Studio album by Gil Fuller and James Moody
- Released: 1966
- Recorded: November 14, 23 & 24, 1965
- Studio: Pacific Jazz Studios, Los Angeles
- Genre: Jazz
- Length: 38:34
- Label: Pacific Jazz PJ 10101
- Producer: Richard Bock

Gil Fuller chronology
| Gil Fuller & the Monterey Jazz Festival Orchestra featuring Dizzy Gillespie (1965) | Night Flight (1966) |  |

= Night Flight (Gil Fuller album) =

Night Flight is an album by composer, arranger and conductor Gil Fuller featuring saxophonist James Moody recorded in 1965 and originally released on the Pacific Jazz label. The album was rereleased on CD combined with Gil Fuller & the Monterey Jazz Festival Orchestra featuring Dizzy Gillespie (Pacific Jazz, 1965) on the Blue Note label as Gil Fuller & the Monterey Jazz Festival Orchestra featuring Dizzy Gillespie & James Moody in 2008.

- GIVEN RECORDS:
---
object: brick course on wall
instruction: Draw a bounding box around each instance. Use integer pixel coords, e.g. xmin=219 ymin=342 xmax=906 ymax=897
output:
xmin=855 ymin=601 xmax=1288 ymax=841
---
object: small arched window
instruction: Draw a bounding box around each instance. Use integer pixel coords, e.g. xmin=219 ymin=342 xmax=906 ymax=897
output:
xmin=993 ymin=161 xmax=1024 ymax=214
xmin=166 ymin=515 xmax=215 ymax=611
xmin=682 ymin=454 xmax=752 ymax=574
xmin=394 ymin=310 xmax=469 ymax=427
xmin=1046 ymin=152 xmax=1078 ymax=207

- WHAT YOU WILL DO:
A) Could you edit the text on the Night Flight album from "Gil Fuller chronology" down to "Moody in 2008.", replacing "conductor" with "bandleader"?
B) Can you express everything from the start of the listing down to the line containing "xmin=855 ymin=601 xmax=1288 ymax=841" as a Markdown table with the columns Position and Text, one numbered row per line and blank lines left out?

- PROBLEM SOLUTIONS:
A)
Gil Fuller chronology
| Gil Fuller & the Monterey Jazz Festival Orchestra featuring Dizzy Gillespie (1965) | Night Flight (1966) |  |

= Night Flight (Gil Fuller album) =

Night Flight is an album by composer, arranger and bandleader Gil Fuller featuring saxophonist James Moody recorded in 1965 and originally released on the Pacific Jazz label. The album was rereleased on CD combined with Gil Fuller & the Monterey Jazz Festival Orchestra featuring Dizzy Gillespie (Pacific Jazz, 1965) on the Blue Note label as Gil Fuller & the Monterey Jazz Festival Orchestra featuring Dizzy Gillespie & James Moody in 2008.

B)
| Position | Text |
|---|---|
| 1 | --- |
| 2 | object: brick course on wall |
| 3 | instruction: Draw a bounding box around each instance. Use integer pixel coords, e.g. xmin=219 ymin=342 xmax=906 ymax=897 |
| 4 | output: |
| 5 | xmin=855 ymin=601 xmax=1288 ymax=841 |